Objectif –
Répondez à ces trois questions à partir de la conclusion sur la sociologie :
(a) Selon la conclusion, quel vieux postulat de la métaphysique spiritualiste reste présent dans le discours de la science sociale ?
(b) À quoi la sociologie objectiviste réduit-elle l'agent social ?
(c) D'après la conclusion, à quoi se réduit bien souvent la marge de manœuvre des agents les plus démunis ?

Source –

=-=-=

CHAPITRE
8
Conclusion
Au
terme de cette incursion sur le terrain sociologique, essayons de rassembler
en une vision un peu plus synthétique les principaux enseignements
des analyses qui précèdent.
Les éléments de théorie que nous avons exposés
montrent d'abord qu'il est possible aujourd'hui de faire réellement
de la sociologie en dépassant les oppositions classiques et mutilantes
entre individu et structure, liberté et déterminisme, acteur
et système, et autres couples d'opposition épistémologiques
qui trahissent la rémanence dans le discours de la science sociale
du vieux postulat de la métaphysique spiritualiste selon lequel
le sujet (libre et conscient par définition) transcende absolument
toute détermination objective. Cette croyance typique de la philosophie
sociale idéaliste a pour pendant l'affirmation symétrique
et typiquement matérialiste selon laquelle l'agent social ne serait
rien de plus que le jouet perpétuel et passif des structures. Ce
débat scolastique perd fondement et substance dès lors qu'on
s'efforce d'appréhender le processus dialectique permanent de l'intériorisation
de l'extériorité et de l'extériorisation de l'intériorité
décrit plus haut. L'agent social réel n'est ni cet acteur
démiurgique, maître de son destin, faisant ce qu'il veut
et voulant ce qu'il fait, cher à la sociologie subjectiviste, ni
cette marionnette mécanique des structures dont parle la sociologie
objectiviste. Ce sont là deux archétypes abstraits résultant
d'un passage à la limite à partir de l'observation de deux
conditions sociales opposées qui existent à des degrés
variables dans la réalité : d'un côté la condition
dominante des agents les plus privilégiés, à qui
des capitaux variés et abondants procurent une marge de manœuvre
confortable et le sentiment agréable d'agir sans contrainte ; de
l'autre, la condition des agents les plus démunis, étroitement
soumis à la nécessité (en particulier à la
nécessité économique) et dont la marge de manœuvre
se réduit bien souvent au choix du nécessaire. Selon qu'on
généralise l'une ou l'autre condition, on aboutit à
deux types idéaux opposés (le pur sujet et le pur objet)

=-=-=

Entrées de données –

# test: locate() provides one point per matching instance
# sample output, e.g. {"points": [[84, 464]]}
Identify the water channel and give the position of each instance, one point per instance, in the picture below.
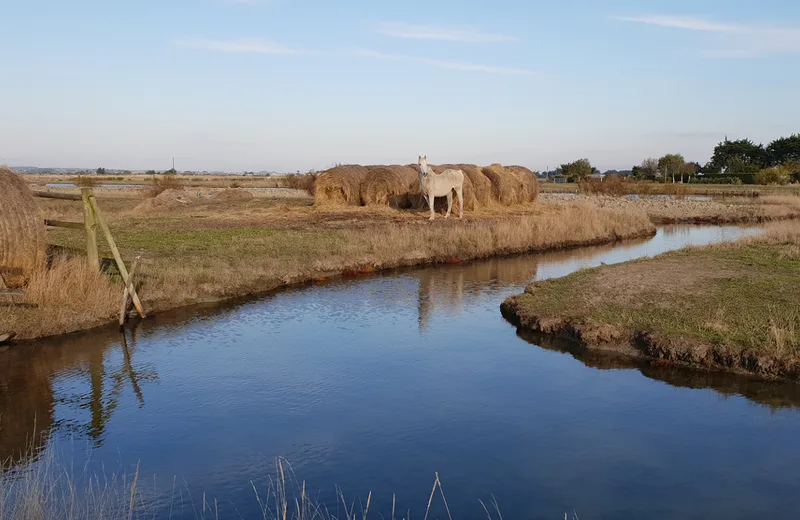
{"points": [[376, 383]]}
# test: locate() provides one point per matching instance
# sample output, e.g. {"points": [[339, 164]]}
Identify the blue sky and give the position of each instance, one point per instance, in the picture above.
{"points": [[292, 85]]}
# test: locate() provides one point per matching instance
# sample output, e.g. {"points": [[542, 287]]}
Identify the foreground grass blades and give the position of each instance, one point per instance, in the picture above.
{"points": [[732, 307]]}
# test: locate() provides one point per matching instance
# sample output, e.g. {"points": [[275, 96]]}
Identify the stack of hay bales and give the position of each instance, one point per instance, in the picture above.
{"points": [[340, 185], [396, 186], [477, 188], [529, 182], [512, 185], [23, 246]]}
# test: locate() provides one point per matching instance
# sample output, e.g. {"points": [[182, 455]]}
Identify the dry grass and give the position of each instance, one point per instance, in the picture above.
{"points": [[161, 183], [617, 186], [209, 252], [305, 182], [52, 489], [22, 230], [734, 307], [67, 296]]}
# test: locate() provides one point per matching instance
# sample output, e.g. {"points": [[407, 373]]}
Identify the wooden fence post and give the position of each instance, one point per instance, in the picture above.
{"points": [[90, 225], [117, 257]]}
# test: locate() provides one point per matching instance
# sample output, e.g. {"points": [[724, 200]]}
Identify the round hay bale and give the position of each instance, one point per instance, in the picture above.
{"points": [[340, 185], [23, 245], [529, 182], [507, 187], [395, 186], [477, 188]]}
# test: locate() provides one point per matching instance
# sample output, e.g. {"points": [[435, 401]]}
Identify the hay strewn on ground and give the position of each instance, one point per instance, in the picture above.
{"points": [[341, 185], [395, 186], [22, 233]]}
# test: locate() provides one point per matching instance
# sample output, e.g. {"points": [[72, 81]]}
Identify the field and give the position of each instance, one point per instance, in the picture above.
{"points": [[730, 307], [201, 250]]}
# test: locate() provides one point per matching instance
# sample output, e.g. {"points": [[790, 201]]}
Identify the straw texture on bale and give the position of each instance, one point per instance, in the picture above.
{"points": [[477, 188], [509, 186], [340, 185], [23, 243], [529, 181], [396, 186]]}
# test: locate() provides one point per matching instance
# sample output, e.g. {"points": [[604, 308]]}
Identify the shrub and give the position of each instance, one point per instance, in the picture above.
{"points": [[775, 175]]}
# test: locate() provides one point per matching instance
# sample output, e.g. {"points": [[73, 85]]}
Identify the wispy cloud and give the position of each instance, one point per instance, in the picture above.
{"points": [[738, 40], [682, 22], [462, 34], [257, 46], [467, 67]]}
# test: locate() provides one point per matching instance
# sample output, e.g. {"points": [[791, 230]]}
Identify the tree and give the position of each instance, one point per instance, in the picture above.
{"points": [[671, 164], [577, 170], [690, 169], [784, 150], [647, 170], [741, 156]]}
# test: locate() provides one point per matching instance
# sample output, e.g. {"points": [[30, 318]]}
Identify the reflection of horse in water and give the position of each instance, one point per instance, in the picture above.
{"points": [[28, 401], [450, 287]]}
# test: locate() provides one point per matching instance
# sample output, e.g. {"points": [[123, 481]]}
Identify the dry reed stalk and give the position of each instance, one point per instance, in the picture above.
{"points": [[340, 185], [22, 231]]}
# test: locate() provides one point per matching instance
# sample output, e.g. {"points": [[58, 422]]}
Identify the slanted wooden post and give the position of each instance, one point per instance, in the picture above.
{"points": [[117, 258], [90, 225]]}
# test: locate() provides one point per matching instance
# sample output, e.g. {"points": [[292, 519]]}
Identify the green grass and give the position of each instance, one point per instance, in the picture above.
{"points": [[739, 297]]}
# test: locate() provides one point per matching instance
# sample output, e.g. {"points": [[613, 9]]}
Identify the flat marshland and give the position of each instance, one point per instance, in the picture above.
{"points": [[732, 306], [195, 249]]}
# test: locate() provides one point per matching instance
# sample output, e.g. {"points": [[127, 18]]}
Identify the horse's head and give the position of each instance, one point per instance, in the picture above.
{"points": [[422, 164]]}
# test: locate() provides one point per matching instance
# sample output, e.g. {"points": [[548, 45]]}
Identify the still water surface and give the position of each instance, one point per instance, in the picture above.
{"points": [[376, 383]]}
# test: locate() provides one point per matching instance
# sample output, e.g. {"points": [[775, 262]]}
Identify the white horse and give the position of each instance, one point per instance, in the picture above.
{"points": [[443, 184]]}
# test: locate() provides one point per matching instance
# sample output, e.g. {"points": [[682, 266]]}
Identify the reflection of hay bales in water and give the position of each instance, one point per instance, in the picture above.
{"points": [[395, 186], [22, 232], [341, 185]]}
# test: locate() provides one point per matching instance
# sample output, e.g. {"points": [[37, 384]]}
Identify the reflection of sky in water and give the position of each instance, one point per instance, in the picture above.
{"points": [[375, 383]]}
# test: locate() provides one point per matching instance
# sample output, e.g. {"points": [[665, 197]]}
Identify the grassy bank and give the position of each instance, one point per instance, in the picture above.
{"points": [[730, 307], [733, 210], [209, 252]]}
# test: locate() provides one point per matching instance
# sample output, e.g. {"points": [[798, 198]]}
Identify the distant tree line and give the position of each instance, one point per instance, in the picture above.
{"points": [[736, 162]]}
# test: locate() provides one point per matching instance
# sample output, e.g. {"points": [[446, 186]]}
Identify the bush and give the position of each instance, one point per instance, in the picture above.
{"points": [[306, 182], [163, 183], [775, 175]]}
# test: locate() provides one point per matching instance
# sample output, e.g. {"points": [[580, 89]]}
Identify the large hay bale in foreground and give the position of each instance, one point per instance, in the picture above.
{"points": [[23, 245], [340, 185], [396, 186], [529, 181], [507, 187], [477, 188]]}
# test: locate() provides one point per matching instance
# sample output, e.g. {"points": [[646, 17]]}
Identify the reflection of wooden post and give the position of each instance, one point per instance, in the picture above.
{"points": [[90, 225], [124, 307], [117, 258]]}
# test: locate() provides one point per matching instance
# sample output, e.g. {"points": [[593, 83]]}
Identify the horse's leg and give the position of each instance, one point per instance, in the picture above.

=-=-=

Réponse écrite –
(a) Le postulat selon lequel le sujet, libre et conscient par définition, dépasse absolument toute détermination objective.
(b) À une marionnette mécanique des structures.
(c) Au choix du nécessaire.